__SELECTED TEXT__:
▬▬▬▬▬▬

In 1950, the foundation stone of the Mahatma Gandhi Memorial Hall (MGMH) was laid at Race Course Lane, in commemoration of Mahatma Gandhi, and the building was completed in 1953, through funds raised by the local Indian community. The Netaji Hindi High School was also set up in a club house on Race Course Lane in 1948 and conducted classes until the 1970s. The century old Singapore Malayalee Association, the oldest Malayalee organisation outside India, is also located at Race Course Road.
"And also 1919, the first aeroplane Singaporeans had ever seen came to Singapore, piloted by Mr Smith … landed at the present spot where Farrer Park is. Farrer Park, it was an old race course, the centre there, the plane landed … and of course I never missed the opportunity to go up to that spot … to Race Course to see what an aeroplane is like."
– As told by Gwee Peng Kwee to the National Archives of Singapore for “Chinese Dialect Group” on 18 November 1981
Norris Road and Rangoon Road
Norris Road was home to the first premises of the Ramakrishna Mission in Singapore. The Ramakrishna Mission Orchestra, founded in 1939 by Dr. Chotta Singh, a Hindustani medical doctor, was Singapore’s first classical Indian music orchestra. A decade later, the Indian Fine Arts Society (now Singapore Indian Fine Arts Society) was established at Rangoon Road. Amongst the society’s more prominent members were pioneer performer-teachers of Carnatic music including Pandit Ramalingam, MV Gurusamy, Retnam and S Gopalakrishnan.

▬▬▬▬▬▬

__SUPPLIED RECORDS__:
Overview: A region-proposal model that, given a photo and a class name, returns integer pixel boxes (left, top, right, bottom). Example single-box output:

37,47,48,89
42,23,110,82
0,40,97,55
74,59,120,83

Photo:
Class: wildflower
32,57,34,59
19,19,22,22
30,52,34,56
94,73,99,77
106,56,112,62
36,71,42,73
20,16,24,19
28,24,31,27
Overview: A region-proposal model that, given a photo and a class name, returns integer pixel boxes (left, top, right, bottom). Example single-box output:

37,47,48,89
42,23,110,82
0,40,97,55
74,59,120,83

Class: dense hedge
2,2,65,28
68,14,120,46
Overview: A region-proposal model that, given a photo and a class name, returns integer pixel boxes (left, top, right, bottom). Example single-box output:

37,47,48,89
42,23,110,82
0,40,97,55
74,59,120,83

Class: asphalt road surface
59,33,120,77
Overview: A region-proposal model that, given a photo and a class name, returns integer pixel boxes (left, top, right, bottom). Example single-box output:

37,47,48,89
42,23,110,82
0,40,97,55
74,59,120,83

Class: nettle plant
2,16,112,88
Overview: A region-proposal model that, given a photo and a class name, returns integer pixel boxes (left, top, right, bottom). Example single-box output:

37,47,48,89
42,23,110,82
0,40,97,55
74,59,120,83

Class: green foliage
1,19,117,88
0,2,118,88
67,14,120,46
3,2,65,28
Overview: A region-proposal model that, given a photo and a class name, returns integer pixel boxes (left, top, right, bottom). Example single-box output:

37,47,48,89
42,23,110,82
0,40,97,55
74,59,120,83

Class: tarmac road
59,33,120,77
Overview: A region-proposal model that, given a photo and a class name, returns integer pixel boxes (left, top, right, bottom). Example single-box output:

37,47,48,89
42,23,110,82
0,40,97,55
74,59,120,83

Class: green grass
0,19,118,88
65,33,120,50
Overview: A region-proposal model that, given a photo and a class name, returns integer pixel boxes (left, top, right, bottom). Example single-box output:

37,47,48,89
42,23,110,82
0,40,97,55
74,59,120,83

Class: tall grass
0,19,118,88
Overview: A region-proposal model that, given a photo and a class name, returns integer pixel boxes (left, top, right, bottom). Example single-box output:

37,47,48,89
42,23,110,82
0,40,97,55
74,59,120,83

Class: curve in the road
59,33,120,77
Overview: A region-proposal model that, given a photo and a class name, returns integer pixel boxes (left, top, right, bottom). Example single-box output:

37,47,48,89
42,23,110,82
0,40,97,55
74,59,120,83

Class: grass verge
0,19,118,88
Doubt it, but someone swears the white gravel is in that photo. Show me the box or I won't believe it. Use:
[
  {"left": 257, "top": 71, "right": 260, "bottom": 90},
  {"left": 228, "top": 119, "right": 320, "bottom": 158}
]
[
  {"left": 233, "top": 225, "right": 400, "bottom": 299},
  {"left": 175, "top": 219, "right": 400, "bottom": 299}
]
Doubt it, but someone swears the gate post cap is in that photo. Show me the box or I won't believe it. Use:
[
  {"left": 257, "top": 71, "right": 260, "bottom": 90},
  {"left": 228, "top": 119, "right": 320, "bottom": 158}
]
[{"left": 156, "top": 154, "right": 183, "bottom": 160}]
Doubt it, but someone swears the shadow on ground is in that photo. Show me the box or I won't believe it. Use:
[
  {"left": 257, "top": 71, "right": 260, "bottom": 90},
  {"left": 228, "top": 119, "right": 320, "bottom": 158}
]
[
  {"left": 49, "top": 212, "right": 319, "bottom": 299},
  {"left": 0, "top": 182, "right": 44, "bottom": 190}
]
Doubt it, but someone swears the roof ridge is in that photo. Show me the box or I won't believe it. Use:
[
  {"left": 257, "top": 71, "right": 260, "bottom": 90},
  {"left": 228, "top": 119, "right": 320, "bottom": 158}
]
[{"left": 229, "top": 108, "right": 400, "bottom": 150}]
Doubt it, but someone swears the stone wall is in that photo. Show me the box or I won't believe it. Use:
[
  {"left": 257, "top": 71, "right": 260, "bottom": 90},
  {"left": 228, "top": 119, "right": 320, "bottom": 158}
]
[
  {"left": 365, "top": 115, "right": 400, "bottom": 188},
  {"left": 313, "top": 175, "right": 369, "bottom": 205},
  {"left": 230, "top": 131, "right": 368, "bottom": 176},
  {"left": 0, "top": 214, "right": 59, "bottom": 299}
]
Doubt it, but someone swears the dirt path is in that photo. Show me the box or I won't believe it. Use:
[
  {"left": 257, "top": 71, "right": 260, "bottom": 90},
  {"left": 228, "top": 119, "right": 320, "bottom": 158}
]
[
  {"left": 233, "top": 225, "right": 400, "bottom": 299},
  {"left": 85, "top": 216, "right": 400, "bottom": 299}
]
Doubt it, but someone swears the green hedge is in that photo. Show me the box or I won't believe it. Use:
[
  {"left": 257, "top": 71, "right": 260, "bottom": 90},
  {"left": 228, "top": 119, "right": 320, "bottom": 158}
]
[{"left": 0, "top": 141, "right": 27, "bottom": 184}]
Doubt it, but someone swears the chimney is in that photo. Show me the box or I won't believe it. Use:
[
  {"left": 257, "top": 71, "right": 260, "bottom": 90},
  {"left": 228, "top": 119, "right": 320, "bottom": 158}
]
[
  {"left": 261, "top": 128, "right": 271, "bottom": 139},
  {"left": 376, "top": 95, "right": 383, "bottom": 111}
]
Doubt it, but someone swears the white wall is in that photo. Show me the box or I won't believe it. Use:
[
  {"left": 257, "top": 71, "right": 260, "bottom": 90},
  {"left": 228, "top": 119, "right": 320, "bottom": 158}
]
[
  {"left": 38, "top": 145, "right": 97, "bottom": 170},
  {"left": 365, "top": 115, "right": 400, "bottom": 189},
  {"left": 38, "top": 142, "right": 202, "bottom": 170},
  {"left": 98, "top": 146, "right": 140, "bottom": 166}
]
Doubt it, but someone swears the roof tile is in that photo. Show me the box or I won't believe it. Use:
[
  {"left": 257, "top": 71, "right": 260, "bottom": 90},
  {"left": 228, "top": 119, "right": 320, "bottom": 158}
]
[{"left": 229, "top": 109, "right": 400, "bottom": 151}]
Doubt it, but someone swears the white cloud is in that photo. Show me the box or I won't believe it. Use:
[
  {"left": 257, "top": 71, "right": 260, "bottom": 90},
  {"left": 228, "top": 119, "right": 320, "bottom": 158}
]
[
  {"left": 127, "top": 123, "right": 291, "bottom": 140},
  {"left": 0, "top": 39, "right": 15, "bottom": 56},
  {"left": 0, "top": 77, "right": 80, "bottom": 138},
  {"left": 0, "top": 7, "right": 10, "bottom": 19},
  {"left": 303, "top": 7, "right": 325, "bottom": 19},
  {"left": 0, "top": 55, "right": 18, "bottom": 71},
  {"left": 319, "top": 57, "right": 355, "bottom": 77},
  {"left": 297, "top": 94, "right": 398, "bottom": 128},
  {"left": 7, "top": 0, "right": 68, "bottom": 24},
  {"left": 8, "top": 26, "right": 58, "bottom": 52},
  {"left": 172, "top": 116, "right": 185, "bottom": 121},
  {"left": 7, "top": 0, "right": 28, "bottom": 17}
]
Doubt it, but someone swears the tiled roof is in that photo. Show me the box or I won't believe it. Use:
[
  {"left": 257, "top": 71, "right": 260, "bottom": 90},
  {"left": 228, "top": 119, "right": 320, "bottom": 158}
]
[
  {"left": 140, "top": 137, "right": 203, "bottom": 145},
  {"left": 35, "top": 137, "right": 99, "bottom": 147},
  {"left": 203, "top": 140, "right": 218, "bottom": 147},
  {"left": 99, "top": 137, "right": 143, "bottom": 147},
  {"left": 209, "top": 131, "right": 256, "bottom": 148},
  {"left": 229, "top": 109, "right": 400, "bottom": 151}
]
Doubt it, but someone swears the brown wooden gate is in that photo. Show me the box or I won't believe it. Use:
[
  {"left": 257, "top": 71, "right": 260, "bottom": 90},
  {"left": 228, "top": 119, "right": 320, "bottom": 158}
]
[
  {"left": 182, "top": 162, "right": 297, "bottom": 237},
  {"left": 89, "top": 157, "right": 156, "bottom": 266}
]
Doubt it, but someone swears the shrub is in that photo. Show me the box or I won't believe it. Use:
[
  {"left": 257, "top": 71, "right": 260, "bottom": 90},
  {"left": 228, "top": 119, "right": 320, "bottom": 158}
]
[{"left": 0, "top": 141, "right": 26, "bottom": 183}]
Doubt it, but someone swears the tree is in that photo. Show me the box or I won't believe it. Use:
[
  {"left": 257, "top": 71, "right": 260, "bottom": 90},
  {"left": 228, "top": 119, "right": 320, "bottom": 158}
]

▬▬▬▬▬▬

__EXERCISE INSTRUCTIONS__:
• A. In the text about Race Course Lane and Norris Road, who founded the Ramakrishna Mission Orchestra, and in what year?
• B. Carry on the text about Race Course Lane and Norris Road from where it stops.

__LIST OF ANSWERS__:
• A. Dr. Chotta Singh founded it in 1939.

• B.
In 1949, the first Indian music band, New Indian Amateur Orchestra, was established by Edmund Appau and V Sinniah. The band eventually evolved into the Singapore Indian Music Party (SIMP) and its primary repertoire was film music. Bands such as SIMP would perform at the Tamizhar Thirunal (“Tamils Festival” in Tamil) celebrations, temple festivals or even weddings ceremonies. The band rehearsed at the residences of Edmund Appau at Short Street, Race Course and Rangoon Road, and at a clubhouse on Norris Road. Edmund Appau’s daughter, Christina Edmund was Singapore’s first recorded Tamil singer.
Little India Today
Today, Little India continues to be the locus of Singapore’s Indian community with members of the community visiting the thriving neighbourhood to buy and eat everything Indian, partake in religious festivals, and participate in activities organised by community associations. It is also the site where South Asian transient workers congregate en masse on weekends for social interactions, recreation and everyday activities such as grocery shopping, money transfers etc.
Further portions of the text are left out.